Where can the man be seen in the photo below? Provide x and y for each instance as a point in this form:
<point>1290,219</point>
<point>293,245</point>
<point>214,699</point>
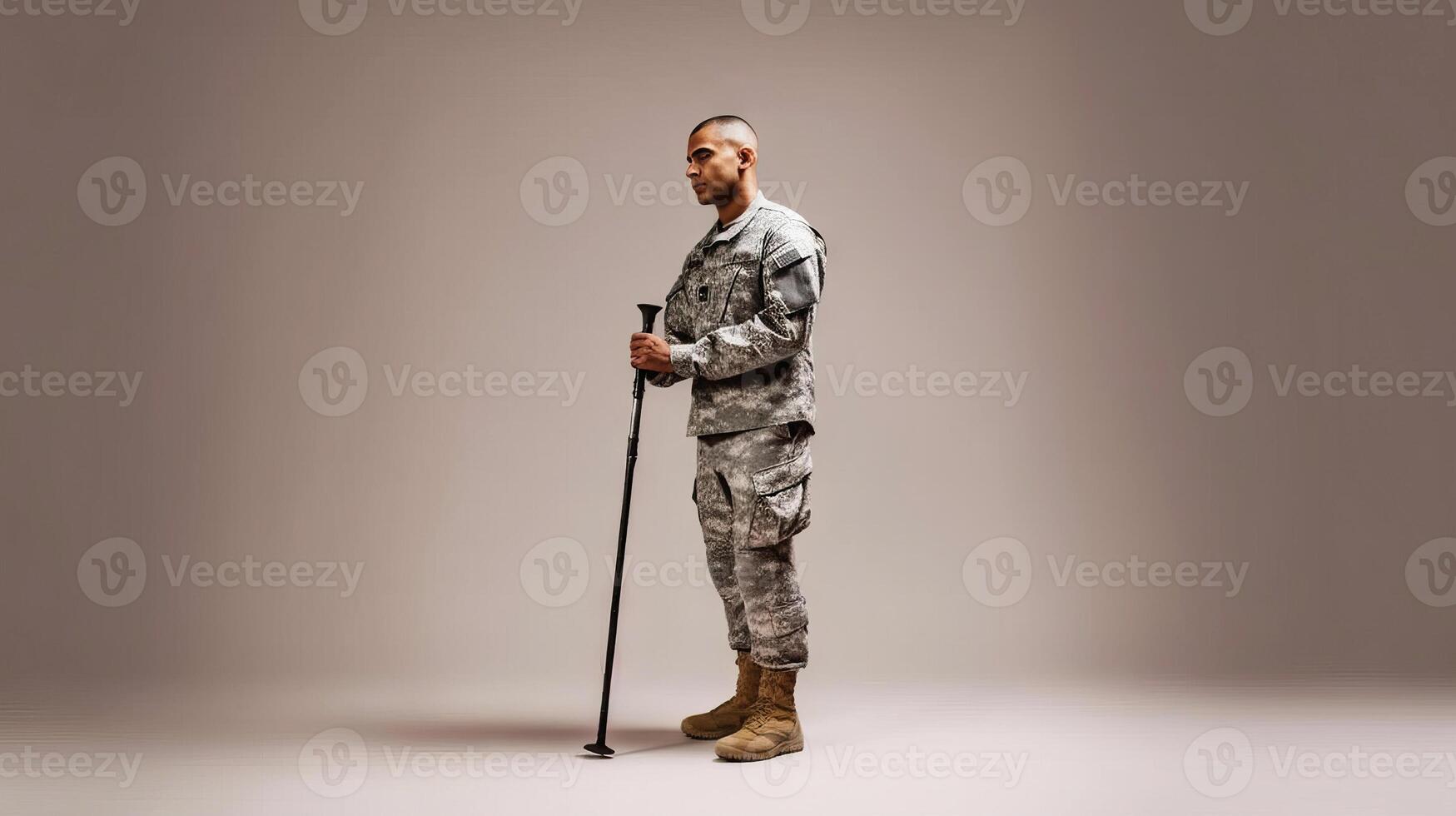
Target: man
<point>737,322</point>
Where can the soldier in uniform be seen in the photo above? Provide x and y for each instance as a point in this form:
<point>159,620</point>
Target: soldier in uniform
<point>737,322</point>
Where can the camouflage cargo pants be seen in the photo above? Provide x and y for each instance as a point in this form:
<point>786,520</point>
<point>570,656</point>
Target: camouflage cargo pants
<point>753,495</point>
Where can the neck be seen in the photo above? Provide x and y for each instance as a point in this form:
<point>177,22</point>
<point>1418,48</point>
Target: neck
<point>742,198</point>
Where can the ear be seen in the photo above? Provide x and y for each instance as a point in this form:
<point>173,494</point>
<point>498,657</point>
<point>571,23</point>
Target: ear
<point>748,157</point>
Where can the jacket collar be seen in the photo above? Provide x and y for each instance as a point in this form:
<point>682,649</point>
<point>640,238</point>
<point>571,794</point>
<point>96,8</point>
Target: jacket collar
<point>736,226</point>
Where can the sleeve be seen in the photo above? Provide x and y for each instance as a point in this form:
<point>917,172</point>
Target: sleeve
<point>793,281</point>
<point>673,332</point>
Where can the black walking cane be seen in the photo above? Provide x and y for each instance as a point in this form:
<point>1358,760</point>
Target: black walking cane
<point>600,746</point>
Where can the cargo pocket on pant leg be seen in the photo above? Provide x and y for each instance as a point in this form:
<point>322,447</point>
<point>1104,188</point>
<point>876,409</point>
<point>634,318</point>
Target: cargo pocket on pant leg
<point>781,500</point>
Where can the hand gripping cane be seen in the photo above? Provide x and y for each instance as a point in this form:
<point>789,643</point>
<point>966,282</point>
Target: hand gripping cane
<point>600,746</point>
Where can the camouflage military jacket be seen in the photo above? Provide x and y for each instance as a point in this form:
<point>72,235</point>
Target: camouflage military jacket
<point>740,318</point>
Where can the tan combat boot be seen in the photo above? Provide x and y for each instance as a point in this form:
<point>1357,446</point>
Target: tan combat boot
<point>728,716</point>
<point>772,726</point>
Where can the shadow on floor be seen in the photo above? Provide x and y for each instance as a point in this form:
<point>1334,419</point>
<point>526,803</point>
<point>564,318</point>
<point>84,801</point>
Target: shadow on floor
<point>524,736</point>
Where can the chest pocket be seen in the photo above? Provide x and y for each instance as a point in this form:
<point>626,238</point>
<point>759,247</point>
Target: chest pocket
<point>725,293</point>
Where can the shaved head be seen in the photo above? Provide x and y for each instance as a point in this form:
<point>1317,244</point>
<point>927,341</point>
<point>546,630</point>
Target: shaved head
<point>723,163</point>
<point>733,130</point>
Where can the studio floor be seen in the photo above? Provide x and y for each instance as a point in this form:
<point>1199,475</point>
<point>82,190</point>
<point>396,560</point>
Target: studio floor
<point>1049,749</point>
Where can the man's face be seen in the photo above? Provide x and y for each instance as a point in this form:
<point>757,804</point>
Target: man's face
<point>713,167</point>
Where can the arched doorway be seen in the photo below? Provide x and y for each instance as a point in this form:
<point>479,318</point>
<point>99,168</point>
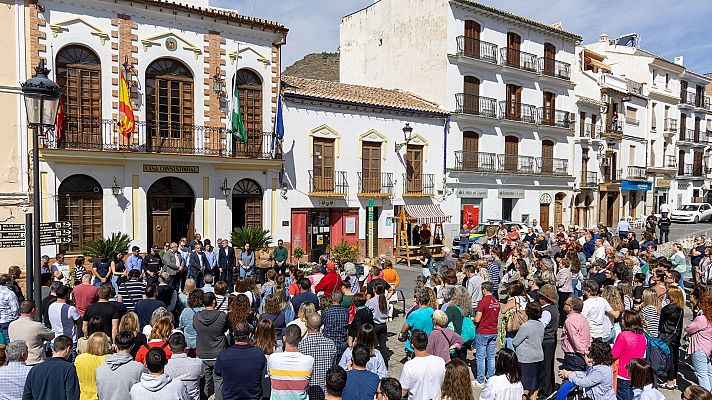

- - -

Set problem:
Transcribe every one of the entries above word for word, and leave the pictures out of your transcription.

Right answer:
Where can the man be seen in the photo below? Provide x and y for each instance as a point in this form:
<point>1290,219</point>
<point>293,245</point>
<point>214,699</point>
Target: man
<point>737,322</point>
Where can the soldier in uniform be seen in the photo above? Provide x and y for each instance as a point in this form:
<point>159,620</point>
Target: soldier in uniform
<point>737,322</point>
Where can the camouflage cargo pants be seen in the photo above? Provide x and y for each instance as a point in this form:
<point>786,520</point>
<point>570,656</point>
Target: camouflage cargo pants
<point>753,495</point>
Where can the neck be seen in the photo above? Provide x and y for each instance as a point in this form:
<point>177,22</point>
<point>1418,48</point>
Target: neck
<point>742,198</point>
Where can the ear be seen in the photo above? Provide x and y for each instance as a point in this form:
<point>173,494</point>
<point>498,657</point>
<point>571,23</point>
Target: ear
<point>748,157</point>
Where can the jacket collar be seen in the photo above? Provide x and y for each instance as a point in this form:
<point>682,649</point>
<point>640,238</point>
<point>571,794</point>
<point>96,8</point>
Target: jacket collar
<point>736,226</point>
Where can the sleeve be seen in the photo above? Provide x and y for each instance as a point in this form:
<point>917,172</point>
Target: sleeve
<point>793,281</point>
<point>673,332</point>
Where can the black walking cane be seen in the photo above? Provide x and y for each instance as a point in this form:
<point>1358,760</point>
Target: black walking cane
<point>600,746</point>
Where can the cargo pocket on pant leg be seen in the photo above? Provide x and y for each instance as a point in this form:
<point>322,447</point>
<point>1104,188</point>
<point>876,409</point>
<point>634,318</point>
Target: cargo pocket on pant leg
<point>781,500</point>
Where can the hand gripping cane be seen in the photo above? Provide x and y for each instance as a point in this form:
<point>789,643</point>
<point>966,282</point>
Target: hand gripping cane
<point>600,746</point>
Where can the camouflage military jacket be seen in the photo above? Provide x and y for each instance as a point in this form:
<point>72,235</point>
Target: camouflage military jacket
<point>740,318</point>
Where can the tan combat boot be seen in the photo above? Provide x and y for each instance as a point in this form:
<point>1357,446</point>
Target: tan combat boot
<point>728,716</point>
<point>772,726</point>
Where can the shadow on floor be seen in the photo above? Provide x and y for each instance as a point in this form:
<point>1334,419</point>
<point>526,803</point>
<point>564,318</point>
<point>84,801</point>
Target: shadow on floor
<point>524,736</point>
Where can the chest pocket be seen in the photo above? Provide x and y for each instance as a point in this form:
<point>626,238</point>
<point>759,247</point>
Target: chest pocket
<point>725,293</point>
Where can the shaved head be seen in the photo above? Provide x and y for each instance as a point in this form:
<point>1317,244</point>
<point>927,341</point>
<point>546,630</point>
Target: shaved head
<point>723,163</point>
<point>733,130</point>
Where can the studio floor be seen in the photo above? Provide x and y for each instance as a point in this form:
<point>1199,475</point>
<point>82,190</point>
<point>396,560</point>
Target: studio floor
<point>1049,749</point>
Where can the man's face be seen in the photo above? Provide x and y for each instance as a point in this form:
<point>757,804</point>
Target: man's face
<point>713,167</point>
Where can the arched doorway be seen in the photo below? Provide x and y for each instance as a point in this form:
<point>479,318</point>
<point>99,168</point>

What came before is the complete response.